À mesure que la primitive Église se développait, les conditions géographiques, ethnographiques ou historiques, créaient des groupements particuliers. Rome restait le centre ; le Pape, le chef suprême ; mais l’on avait par exemple le Patriarcat d’Alexandrie avec sa sphère très déterminée ; le Patriarcat d’Antioche avec la sienne ; tous deux, comme des imitations, des préfaces de Rome. Dans les pays plus lointains, on eut les Églises nationales que la langue liturgique isolait, mais que l’obédience rattachait à l’un ou l’autre grand centre. Enfin vint le Patriarcat de Constantinople, fondation d’une légitimité fort douteuse ; dès son origine, rival de Rome ; bientôt dangereusement séparatiste, enfin schismatique.

Partout en Orient l’évangélisation était partie de centres différents ; le Chrétien ne remontait jusqu’à Rome que par des intermédiaires ; ses rites, sa langue liturgique, son administration ecclésiastique ordinaire, tout cela avait un caractère particulier. En était-il moins Catholique ? Nullement, mais cet état de choses recélait des dangers.

En Occident, au contraire, l’évangélisation procéda de Rome[23] ; les groupements locaux, ou n’existèrent pas, ou, comme dans l’Église franque, furent constamment modifiés. Là même où, comme en Espagne, le groupement fut solide, la langue liturgique était la même qu’à Rome, les rites, à quelques particularités près, les mêmes. On ne connut donc pas en Occident de centre vraiment puissant et durable qui dût servir d’intermédiaire entre les Églises particulières et le centre du catholicisme. Le Pape était à la fois chef suprême de l’Église et Patriarche de l’Occident ; il atteignait donc doublement les peuples occidentaux ; pour eux, non seulement point de différences entre leur Patriarche et le Souverain Pontife, mais identité de langue, identité d’histoire, analogie de rites. Il n’y eut donc logiquement en Occident qu’un seul loyalisme et il allait directement à Rome.

Que cet état de choses ait exercé une influence puissante sur les instincts religieux ; qu’il ait non seulement maintenu toute la valeur dogmatique de l’union au centre, mais lui ait donné sa vitalité et sa chaleur, quoi d’étonnant ?

Peut-on, une fois sauvegardé le fond, demander aux Orientaux la même chaleur, les mêmes formes dans l’expression de leur catholicité ? En équité, non ; ce serait supprimer le rôle des facteurs historiques dans l’Église que de vouloir faire table rase du double loyalisme oriental. En opportunité, non, car ce serait tenter l’impossible. Que ce double loyalisme ait des dangers ; qu’il ait écrit dans l’Histoire de l’Église bien des pages douloureuses, qui le niera ? mais cette histoire n’est-elle pas semée de douleurs à chaque page ?

(Enregistrements de données)
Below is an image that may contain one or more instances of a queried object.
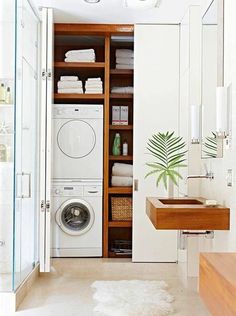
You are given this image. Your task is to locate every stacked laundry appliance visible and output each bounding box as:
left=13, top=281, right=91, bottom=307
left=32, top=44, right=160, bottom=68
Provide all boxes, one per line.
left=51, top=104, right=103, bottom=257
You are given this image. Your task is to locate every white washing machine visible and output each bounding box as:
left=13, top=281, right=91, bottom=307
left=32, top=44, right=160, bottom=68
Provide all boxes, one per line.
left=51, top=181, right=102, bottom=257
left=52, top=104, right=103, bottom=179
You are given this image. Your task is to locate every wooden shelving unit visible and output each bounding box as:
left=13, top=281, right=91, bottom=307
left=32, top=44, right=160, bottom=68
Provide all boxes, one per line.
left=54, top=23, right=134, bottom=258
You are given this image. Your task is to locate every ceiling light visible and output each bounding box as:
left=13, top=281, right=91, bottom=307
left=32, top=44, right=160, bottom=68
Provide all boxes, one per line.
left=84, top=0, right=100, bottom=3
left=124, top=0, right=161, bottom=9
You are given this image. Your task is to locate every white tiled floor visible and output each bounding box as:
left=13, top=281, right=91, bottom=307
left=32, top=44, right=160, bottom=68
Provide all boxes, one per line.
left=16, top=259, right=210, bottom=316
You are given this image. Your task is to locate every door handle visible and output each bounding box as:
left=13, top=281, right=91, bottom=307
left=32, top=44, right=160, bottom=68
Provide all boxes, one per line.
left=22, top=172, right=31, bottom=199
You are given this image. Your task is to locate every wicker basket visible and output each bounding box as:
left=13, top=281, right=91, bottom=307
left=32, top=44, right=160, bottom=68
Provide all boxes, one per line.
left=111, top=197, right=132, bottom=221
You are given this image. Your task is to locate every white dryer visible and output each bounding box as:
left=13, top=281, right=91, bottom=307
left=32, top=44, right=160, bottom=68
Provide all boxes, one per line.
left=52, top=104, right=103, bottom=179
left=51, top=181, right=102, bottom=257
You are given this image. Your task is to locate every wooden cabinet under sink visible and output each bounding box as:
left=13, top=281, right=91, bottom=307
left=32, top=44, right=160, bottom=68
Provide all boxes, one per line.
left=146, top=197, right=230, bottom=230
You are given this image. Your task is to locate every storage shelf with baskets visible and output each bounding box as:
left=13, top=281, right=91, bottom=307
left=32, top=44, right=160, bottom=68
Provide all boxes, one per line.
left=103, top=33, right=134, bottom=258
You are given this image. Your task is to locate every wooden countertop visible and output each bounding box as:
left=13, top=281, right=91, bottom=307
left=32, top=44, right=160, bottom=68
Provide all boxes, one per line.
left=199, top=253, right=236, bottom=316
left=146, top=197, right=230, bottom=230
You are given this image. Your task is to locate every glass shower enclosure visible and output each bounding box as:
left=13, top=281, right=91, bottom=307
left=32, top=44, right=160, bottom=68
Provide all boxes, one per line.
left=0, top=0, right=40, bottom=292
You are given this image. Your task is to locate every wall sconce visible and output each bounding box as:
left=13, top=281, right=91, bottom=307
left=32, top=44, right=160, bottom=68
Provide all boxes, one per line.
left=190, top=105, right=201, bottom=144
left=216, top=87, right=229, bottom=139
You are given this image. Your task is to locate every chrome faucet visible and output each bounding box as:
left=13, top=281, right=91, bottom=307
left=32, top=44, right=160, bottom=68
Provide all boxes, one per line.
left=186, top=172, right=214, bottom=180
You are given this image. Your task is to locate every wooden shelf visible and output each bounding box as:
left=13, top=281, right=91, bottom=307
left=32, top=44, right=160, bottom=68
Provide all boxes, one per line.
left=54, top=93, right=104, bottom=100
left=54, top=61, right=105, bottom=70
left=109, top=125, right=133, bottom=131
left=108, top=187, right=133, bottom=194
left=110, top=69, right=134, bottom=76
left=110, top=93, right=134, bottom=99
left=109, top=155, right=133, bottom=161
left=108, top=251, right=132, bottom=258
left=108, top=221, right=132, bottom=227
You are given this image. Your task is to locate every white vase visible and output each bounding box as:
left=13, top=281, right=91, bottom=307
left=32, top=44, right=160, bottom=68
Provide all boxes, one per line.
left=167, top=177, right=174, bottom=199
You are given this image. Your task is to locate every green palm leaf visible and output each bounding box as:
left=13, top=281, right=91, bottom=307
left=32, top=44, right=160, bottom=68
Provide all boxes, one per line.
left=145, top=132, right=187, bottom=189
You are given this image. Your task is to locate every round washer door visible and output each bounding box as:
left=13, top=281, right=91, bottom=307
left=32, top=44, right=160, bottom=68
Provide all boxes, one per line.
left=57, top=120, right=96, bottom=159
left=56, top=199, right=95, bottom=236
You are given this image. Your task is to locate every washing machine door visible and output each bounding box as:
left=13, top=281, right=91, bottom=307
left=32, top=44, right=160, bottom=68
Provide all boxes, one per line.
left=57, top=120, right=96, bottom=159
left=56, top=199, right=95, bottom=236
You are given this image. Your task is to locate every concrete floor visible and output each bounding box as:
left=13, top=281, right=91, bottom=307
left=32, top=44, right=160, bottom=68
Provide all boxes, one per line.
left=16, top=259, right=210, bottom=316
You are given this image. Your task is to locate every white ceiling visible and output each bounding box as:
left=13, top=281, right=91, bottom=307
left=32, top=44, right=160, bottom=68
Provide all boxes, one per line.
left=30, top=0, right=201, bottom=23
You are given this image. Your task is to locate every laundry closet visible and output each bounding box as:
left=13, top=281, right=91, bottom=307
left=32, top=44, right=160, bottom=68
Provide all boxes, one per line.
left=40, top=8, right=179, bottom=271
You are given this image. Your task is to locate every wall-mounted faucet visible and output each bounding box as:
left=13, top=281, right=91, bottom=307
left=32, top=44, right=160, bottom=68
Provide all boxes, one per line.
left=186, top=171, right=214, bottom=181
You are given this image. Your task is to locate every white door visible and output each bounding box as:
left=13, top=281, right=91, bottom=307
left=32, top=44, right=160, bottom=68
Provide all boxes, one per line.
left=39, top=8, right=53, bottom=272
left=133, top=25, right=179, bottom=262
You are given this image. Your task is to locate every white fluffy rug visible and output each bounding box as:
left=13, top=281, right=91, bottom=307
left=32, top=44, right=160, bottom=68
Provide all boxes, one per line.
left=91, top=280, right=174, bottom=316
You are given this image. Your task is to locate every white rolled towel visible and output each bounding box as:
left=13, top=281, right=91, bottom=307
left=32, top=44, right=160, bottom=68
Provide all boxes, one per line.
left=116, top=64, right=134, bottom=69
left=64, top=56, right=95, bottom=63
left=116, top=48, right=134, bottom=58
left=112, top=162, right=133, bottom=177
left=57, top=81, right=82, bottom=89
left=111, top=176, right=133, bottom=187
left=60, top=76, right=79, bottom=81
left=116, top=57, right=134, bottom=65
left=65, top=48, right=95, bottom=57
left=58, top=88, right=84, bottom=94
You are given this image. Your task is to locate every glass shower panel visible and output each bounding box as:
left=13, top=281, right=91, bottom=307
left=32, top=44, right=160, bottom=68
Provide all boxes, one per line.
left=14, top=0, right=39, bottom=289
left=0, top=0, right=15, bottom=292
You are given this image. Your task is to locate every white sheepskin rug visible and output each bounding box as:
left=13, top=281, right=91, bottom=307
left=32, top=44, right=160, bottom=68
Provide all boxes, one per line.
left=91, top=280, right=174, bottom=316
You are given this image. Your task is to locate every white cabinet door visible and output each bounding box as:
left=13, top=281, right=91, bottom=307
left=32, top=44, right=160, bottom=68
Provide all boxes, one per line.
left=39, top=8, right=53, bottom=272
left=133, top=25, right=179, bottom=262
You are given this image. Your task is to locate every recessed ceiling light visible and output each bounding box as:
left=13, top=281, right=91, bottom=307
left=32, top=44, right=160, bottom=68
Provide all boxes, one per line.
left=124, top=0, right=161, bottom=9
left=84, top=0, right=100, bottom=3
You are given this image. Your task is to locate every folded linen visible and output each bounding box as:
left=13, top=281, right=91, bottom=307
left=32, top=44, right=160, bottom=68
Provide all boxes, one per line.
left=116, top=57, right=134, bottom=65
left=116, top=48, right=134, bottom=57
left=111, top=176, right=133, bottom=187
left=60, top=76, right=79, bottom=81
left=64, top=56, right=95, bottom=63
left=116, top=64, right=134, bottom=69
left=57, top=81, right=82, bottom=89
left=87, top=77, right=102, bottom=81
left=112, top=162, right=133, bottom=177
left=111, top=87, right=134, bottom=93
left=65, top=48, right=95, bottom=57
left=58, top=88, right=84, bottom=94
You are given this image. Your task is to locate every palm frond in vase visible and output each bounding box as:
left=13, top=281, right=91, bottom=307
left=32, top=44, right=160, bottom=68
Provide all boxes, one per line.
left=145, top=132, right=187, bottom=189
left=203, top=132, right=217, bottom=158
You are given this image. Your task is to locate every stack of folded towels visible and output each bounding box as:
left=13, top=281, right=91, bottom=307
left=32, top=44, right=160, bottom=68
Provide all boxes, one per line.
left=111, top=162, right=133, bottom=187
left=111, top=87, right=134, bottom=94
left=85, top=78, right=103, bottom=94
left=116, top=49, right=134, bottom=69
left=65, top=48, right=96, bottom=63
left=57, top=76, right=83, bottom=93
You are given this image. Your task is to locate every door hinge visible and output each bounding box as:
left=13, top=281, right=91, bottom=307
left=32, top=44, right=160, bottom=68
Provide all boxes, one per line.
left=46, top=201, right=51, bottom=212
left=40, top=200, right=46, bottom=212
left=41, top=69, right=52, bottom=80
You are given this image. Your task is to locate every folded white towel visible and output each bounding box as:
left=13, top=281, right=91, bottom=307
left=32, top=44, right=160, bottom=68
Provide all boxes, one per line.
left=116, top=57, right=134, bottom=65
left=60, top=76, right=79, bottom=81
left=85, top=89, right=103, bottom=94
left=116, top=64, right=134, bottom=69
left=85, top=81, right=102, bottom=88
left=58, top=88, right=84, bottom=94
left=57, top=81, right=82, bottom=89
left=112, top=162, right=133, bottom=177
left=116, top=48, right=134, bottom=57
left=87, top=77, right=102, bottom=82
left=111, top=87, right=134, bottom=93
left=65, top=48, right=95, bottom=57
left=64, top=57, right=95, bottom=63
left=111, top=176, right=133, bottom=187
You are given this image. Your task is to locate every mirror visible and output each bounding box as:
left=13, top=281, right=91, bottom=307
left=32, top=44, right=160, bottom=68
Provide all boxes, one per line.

...

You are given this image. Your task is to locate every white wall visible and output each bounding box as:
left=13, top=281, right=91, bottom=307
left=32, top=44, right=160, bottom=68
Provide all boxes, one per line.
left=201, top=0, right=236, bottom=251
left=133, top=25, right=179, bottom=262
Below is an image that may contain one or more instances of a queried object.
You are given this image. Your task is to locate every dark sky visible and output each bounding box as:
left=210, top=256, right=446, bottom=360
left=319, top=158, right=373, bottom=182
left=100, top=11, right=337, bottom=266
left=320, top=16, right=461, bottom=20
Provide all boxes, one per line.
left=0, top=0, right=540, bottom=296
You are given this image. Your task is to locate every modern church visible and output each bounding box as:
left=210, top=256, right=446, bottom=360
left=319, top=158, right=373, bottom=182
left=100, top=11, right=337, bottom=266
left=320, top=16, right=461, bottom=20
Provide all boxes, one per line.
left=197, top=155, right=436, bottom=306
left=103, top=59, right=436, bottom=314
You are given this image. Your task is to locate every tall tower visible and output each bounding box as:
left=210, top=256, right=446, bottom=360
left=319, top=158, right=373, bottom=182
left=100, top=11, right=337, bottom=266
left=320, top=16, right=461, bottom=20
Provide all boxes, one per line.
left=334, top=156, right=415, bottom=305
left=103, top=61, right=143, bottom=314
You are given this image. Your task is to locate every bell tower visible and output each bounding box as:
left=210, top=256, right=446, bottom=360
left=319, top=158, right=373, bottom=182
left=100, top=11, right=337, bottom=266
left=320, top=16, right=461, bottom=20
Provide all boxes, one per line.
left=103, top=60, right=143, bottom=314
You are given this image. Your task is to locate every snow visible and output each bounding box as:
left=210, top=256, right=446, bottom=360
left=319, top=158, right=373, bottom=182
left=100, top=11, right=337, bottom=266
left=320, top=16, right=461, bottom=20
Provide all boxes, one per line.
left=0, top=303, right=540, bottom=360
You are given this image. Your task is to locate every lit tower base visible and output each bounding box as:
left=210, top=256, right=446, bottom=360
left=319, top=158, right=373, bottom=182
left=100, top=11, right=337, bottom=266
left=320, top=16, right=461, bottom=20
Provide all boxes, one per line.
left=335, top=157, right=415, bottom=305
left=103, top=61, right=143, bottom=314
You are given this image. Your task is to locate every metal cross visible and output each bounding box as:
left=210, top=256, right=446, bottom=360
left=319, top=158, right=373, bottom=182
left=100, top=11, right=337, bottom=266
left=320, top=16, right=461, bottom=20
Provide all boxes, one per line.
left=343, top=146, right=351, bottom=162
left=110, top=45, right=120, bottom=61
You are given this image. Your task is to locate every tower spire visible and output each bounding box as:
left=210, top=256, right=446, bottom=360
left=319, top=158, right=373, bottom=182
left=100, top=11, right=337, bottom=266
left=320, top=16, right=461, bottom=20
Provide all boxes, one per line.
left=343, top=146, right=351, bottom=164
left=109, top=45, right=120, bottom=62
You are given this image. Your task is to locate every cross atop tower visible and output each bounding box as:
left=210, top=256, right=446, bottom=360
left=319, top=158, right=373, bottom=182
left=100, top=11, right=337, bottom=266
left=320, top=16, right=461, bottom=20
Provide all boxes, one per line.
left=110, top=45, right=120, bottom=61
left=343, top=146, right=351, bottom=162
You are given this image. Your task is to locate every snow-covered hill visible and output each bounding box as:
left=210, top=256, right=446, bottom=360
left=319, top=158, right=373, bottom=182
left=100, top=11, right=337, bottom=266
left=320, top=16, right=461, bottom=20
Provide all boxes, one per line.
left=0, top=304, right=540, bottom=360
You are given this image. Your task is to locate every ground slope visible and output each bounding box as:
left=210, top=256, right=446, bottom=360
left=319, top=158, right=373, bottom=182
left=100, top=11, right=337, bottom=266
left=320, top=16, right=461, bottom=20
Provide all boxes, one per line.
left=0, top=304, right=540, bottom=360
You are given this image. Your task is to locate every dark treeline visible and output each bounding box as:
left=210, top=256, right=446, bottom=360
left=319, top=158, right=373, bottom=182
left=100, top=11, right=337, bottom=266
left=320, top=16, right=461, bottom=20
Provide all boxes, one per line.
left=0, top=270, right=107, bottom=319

À faire -
a) Dans le passage sur l'Église d'Orient et d'Occident, remplacez « Orientaux » par « chrétiens d'Orient » en recopiant la portion qui commence aux mots « Peut-on, une fois » et s'arrête après « à chaque page ? ».
b) Rédigez la suite du passage sur l'Église d'Orient et d'Occident, après sa dernière phrase.

Résultats -
a)
Peut-on, une fois sauvegardé le fond, demander aux chrétiens d'Orient la même chaleur, les mêmes formes dans l’expression de leur catholicité ? En équité, non ; ce serait supprimer le rôle des facteurs historiques dans l’Église que de vouloir faire table rase du double loyalisme oriental. En opportunité, non, car ce serait tenter l’impossible. Que ce double loyalisme ait des dangers ; qu’il ait écrit dans l’Histoire de l’Église bien des pages douloureuses, qui le niera ? mais cette histoire n’est-elle pas semée de douleurs à chaque page ?

b)
Un des caractères les plus curieux de ces Églises nationales fut leur force de résistance en face des conquérants musulmans. Schismatiques pour la plupart au moment de la conquête, toute leur vie religieuse était nationale. Le besoin, la lutte pour l’existence groupèrent bientôt toutes les forces autour du Catholicos, du Patriarche. Celui-ci devenait donc vis-à-vis des conquérants un personnage important, comme un grand chef de tribu ; il représentait sa nation ; on avait intérêt à le ménager dans une certaine limite et à s’assurer, par lui, de la soumission de la nation. Vainqueurs et vaincus avaient donc égal intérêt à augmenter les pouvoirs du Patriarche. C’est ainsi qu’il devint presqu’autant chef politique que chef religieux ; presque rien dans la vie sociale intérieure de sa nation n’échappait à son contrôle. Mariages, testaments, contrats mêmes, partout il avait son mot à dire. Ceci explique la puissance de ce loyalisme national que l’Oriental maintient si jalousement.

Mais cet état de choses a fait dans bien des cas la faiblesse des Patriarches au point de vue religieux. En prenant un rôle si important dans les affaires civiles, ils devaient nécessairement compter avec les grands de la nation ; ceux-ci ne se sont pas fait faute de se tailler la plus large part possible, et les Saura chez les Chaldéens, les Eretsphokhan chez les Arméniens se sont faits de grands inquisiteurs laïques.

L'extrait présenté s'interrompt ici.